**** Passage provided ****

Puck-drop for the Winnipeg Jets regular season is slated to start in 16 days, and the team’s general manager says the key to a successful campaign will be adaptability.
The NHL announced suddenly last week that a 56-game regular season would start mid-January. The Winnipeg Jets are in a division with the other six Canadian NHL teams, and open their season at home against the Calgary Flames on Jan. 14, 2021.
“The team that doesn’t get flustered when something happens, or there’s a delay, or your [COVID-19] tests don’t show up on time and you have to delay practice for three hours — those are the kind of things we might have to face,” said Jets GM Kevin Cheveldayoff during a news conference Tuesday.
“The teams that can adapt to that and roll with those kinds of punches are the ones that are going to be successful.”
There are several other challenges facing the Jets this year, including finding a way to gel in spite of the various health restrictions in place, said Cheveldayoff.
“Hockey is such a team sport, and you have to rely on that person sitting next to you so much. That person is going to be sitting six feet away, sort of speak,” he said. “Will you have the ability to build that kind of chemistry, that kind of bond?”
The 2019-20 NHL regular season was put on hold last March due to the COVID-19 pandemic. When play resumed in the NHL bubble, players had to work to build cohesiveness again with their teammates, Cheveldayoff explained.
The season ahead is completely new, and the team has new players that have to be integrated into the lineup and the culture, he said.
Also, team’s have to adjust to a different type of schedule. In order to limit travel while maximizing the number of games played, teams will play many mini-series against each other like baseball teams do.
NHL teams don’t typically play a series format unless it’s a playoff series, Cheveldayoff said.

****

- Problem set
**A)** In the article about the Winnipeg Jets' season, list every situation Cheveldayoff names in the quote beginning "The team that doesn't get flustered."
**B)** Carry on the article about the Winnipeg Jets' season from its last sentence.

**** Information given ****

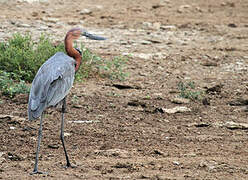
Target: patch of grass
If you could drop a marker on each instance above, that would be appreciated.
(188, 91)
(21, 57)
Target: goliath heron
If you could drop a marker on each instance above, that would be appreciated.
(53, 82)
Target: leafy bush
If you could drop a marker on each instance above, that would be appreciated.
(21, 57)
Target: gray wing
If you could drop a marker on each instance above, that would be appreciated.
(51, 84)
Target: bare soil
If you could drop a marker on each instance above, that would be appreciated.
(127, 133)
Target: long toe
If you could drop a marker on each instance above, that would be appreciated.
(68, 165)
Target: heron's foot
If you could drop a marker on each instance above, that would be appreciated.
(37, 172)
(68, 165)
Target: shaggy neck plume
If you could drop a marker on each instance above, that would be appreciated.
(72, 52)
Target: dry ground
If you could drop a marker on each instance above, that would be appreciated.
(126, 133)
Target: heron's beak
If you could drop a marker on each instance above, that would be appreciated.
(91, 36)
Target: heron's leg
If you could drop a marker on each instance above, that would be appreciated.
(35, 171)
(68, 164)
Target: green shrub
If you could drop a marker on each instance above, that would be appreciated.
(21, 57)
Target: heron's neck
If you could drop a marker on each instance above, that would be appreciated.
(72, 52)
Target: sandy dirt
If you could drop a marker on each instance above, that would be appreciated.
(132, 133)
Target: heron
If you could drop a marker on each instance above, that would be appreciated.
(52, 84)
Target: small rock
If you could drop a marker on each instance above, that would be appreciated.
(53, 146)
(86, 121)
(50, 19)
(155, 40)
(156, 25)
(237, 102)
(232, 25)
(1, 154)
(35, 14)
(143, 56)
(179, 100)
(113, 152)
(77, 106)
(168, 28)
(85, 11)
(178, 109)
(23, 25)
(176, 163)
(144, 42)
(14, 157)
(215, 89)
(209, 63)
(206, 101)
(233, 125)
(67, 134)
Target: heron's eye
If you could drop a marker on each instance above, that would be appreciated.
(80, 52)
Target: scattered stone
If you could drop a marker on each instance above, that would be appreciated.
(180, 100)
(123, 165)
(35, 14)
(124, 86)
(215, 89)
(85, 12)
(168, 28)
(154, 40)
(233, 125)
(50, 19)
(86, 121)
(143, 55)
(178, 109)
(206, 101)
(239, 102)
(156, 6)
(77, 106)
(136, 103)
(23, 25)
(14, 157)
(67, 134)
(176, 163)
(144, 42)
(209, 165)
(114, 153)
(202, 124)
(156, 25)
(5, 117)
(209, 63)
(53, 146)
(232, 25)
(159, 152)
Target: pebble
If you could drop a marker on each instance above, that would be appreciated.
(178, 109)
(179, 100)
(85, 11)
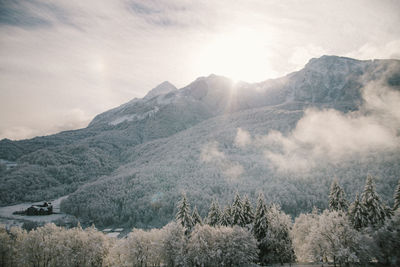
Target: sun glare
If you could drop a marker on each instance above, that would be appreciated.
(240, 55)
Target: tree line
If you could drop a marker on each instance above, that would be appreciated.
(235, 235)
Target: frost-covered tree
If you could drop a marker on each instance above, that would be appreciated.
(278, 242)
(174, 245)
(226, 217)
(357, 214)
(248, 214)
(237, 211)
(214, 214)
(221, 246)
(375, 211)
(397, 197)
(300, 232)
(183, 215)
(196, 217)
(333, 238)
(260, 219)
(6, 247)
(260, 227)
(387, 240)
(337, 197)
(140, 248)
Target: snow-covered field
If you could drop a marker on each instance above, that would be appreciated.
(7, 217)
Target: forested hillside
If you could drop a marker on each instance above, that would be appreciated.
(287, 137)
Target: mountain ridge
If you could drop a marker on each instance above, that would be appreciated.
(208, 110)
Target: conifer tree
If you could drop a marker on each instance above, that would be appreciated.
(196, 217)
(337, 198)
(183, 215)
(248, 214)
(397, 197)
(226, 217)
(214, 214)
(375, 211)
(260, 219)
(357, 214)
(237, 211)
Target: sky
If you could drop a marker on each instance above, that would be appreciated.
(63, 62)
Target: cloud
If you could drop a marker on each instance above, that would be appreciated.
(330, 136)
(243, 138)
(210, 154)
(94, 55)
(302, 54)
(387, 50)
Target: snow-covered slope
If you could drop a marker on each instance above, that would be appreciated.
(157, 146)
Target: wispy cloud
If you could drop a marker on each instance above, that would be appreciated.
(60, 56)
(212, 155)
(330, 136)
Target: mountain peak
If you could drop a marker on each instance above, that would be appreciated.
(162, 88)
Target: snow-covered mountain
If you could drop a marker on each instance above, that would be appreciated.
(210, 139)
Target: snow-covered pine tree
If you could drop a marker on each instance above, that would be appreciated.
(337, 197)
(260, 218)
(196, 217)
(183, 215)
(237, 211)
(214, 214)
(226, 217)
(357, 214)
(248, 214)
(376, 211)
(397, 197)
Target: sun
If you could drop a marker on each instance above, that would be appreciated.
(241, 55)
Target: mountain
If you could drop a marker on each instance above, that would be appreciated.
(208, 139)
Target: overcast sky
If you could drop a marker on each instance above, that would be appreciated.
(63, 62)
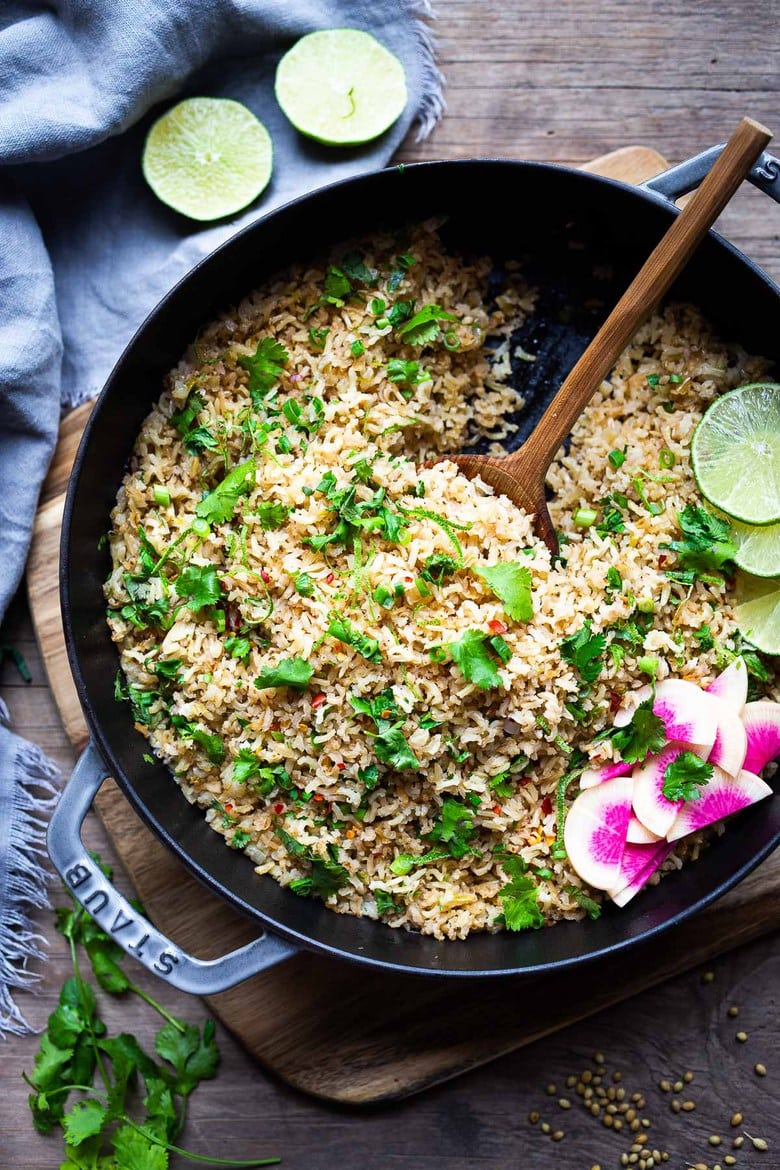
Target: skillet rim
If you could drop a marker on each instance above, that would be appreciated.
(95, 725)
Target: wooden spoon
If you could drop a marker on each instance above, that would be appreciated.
(522, 475)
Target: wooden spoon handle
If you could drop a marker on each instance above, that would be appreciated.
(644, 291)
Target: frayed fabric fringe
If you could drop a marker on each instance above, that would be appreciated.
(28, 791)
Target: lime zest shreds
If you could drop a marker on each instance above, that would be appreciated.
(757, 611)
(340, 87)
(736, 453)
(207, 157)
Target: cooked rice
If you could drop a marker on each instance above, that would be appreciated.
(323, 744)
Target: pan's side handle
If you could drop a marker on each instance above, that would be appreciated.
(121, 920)
(678, 180)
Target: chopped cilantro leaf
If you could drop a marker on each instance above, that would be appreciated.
(406, 372)
(437, 566)
(326, 878)
(706, 549)
(211, 743)
(425, 327)
(304, 584)
(198, 585)
(197, 438)
(264, 367)
(684, 777)
(219, 504)
(271, 514)
(518, 897)
(511, 583)
(585, 651)
(643, 736)
(454, 828)
(292, 672)
(344, 631)
(473, 655)
(390, 742)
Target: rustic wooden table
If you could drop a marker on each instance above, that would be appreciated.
(560, 82)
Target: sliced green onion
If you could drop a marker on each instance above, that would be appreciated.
(584, 517)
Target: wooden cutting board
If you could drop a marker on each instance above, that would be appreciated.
(331, 1029)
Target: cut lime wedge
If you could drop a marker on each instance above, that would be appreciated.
(759, 548)
(207, 157)
(736, 453)
(757, 610)
(340, 87)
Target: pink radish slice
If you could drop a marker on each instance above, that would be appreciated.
(594, 833)
(640, 834)
(730, 745)
(684, 708)
(592, 776)
(731, 685)
(761, 723)
(651, 807)
(639, 864)
(720, 797)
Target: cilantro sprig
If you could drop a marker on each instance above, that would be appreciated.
(109, 1124)
(684, 776)
(511, 584)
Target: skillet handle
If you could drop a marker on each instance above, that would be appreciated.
(678, 180)
(114, 913)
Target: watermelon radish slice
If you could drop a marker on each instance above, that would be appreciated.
(761, 723)
(684, 708)
(640, 834)
(637, 866)
(720, 797)
(730, 745)
(594, 833)
(651, 807)
(731, 685)
(593, 776)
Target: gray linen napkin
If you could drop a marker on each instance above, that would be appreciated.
(87, 250)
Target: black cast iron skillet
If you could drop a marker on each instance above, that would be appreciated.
(580, 239)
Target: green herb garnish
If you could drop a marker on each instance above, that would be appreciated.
(684, 777)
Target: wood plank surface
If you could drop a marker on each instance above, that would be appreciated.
(564, 83)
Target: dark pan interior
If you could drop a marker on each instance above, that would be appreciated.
(580, 239)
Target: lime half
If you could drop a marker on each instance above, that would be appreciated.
(736, 453)
(340, 87)
(207, 157)
(757, 610)
(759, 548)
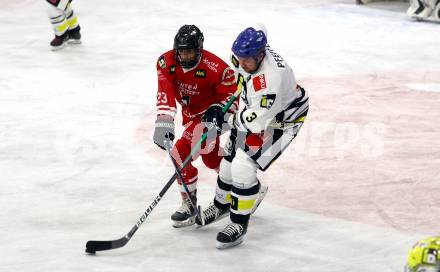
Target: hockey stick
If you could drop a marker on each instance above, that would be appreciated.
(93, 246)
(179, 175)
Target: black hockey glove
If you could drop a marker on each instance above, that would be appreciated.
(164, 130)
(214, 118)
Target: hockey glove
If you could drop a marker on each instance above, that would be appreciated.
(214, 118)
(164, 130)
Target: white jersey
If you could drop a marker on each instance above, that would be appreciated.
(271, 96)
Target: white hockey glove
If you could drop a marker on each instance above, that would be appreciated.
(164, 130)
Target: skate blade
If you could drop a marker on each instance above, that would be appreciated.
(57, 48)
(182, 224)
(221, 245)
(218, 219)
(74, 42)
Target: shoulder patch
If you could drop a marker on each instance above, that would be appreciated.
(200, 73)
(234, 61)
(161, 62)
(267, 100)
(259, 82)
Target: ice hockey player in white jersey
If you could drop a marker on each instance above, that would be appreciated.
(424, 10)
(64, 22)
(275, 107)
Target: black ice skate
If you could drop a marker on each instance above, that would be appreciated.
(74, 35)
(210, 215)
(231, 235)
(185, 215)
(59, 42)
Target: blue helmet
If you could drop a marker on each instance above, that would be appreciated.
(249, 43)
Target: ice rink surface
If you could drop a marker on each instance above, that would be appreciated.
(357, 189)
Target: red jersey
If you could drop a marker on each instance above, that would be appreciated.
(211, 81)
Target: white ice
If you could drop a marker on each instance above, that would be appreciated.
(77, 160)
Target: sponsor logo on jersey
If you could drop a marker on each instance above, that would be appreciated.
(161, 62)
(267, 100)
(186, 88)
(200, 73)
(185, 100)
(234, 61)
(278, 59)
(259, 82)
(211, 65)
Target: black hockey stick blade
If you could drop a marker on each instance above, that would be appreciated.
(93, 246)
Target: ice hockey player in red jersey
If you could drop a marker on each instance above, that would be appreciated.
(64, 22)
(201, 83)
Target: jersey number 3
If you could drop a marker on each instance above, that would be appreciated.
(251, 117)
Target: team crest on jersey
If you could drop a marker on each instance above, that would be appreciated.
(161, 62)
(259, 83)
(267, 100)
(201, 73)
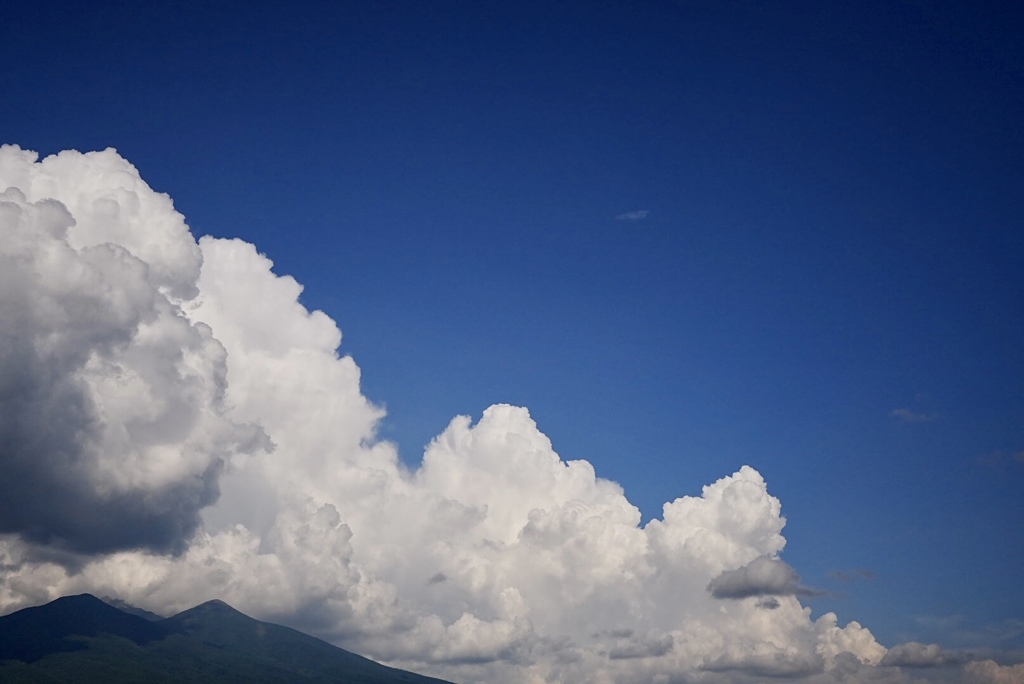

****

- Answers to this exercise
**A)**
- Something happens.
- There's a delay.
- Your COVID-19 tests don't show up on time, and you have to delay practice for three hours.

**B)**
The Jets will play against the other Canadian teams nine or 10 times each this year. Of the seven Canadian teams, only the Ottawa Senators were not in the bubble last summer. Three of the teams — the Montreal Canadiens, Vancouver Canucks and Calgary Flames — made the playoffs.
“It’s going to be a very competitive division,” said Winnipeg Jets center Andrew Copp. “You can look at the teams one through seven, and no matter what way it shakes out you wouldn’t really be surprised.
“We’re looking forward to the challenge.”
This year there is a shortened training camp and preseason, but Copp says that adds urgency to practice and the first regular season games.
“We have to be ready right away,” he said. “We can’t start out 0-4.”
Jets hope to give some joy amid 2nd wave
Many places around the world have been forced to partially lockdown again because of the severity of the second wave of the COVID-19 pandemic, and the five provinces with NHL teams are no exception.
The Winnipeg health region was put under red level, or critical, COVID-19 restrictions on Nov. 2. All of Manitoba was put under those same restrictions on Nov. 12, and red level restrictions will remain in effect until at least Jan. 8, 2021.
As a result, people had to stop playing sports and were discouraged against unnecessary travel.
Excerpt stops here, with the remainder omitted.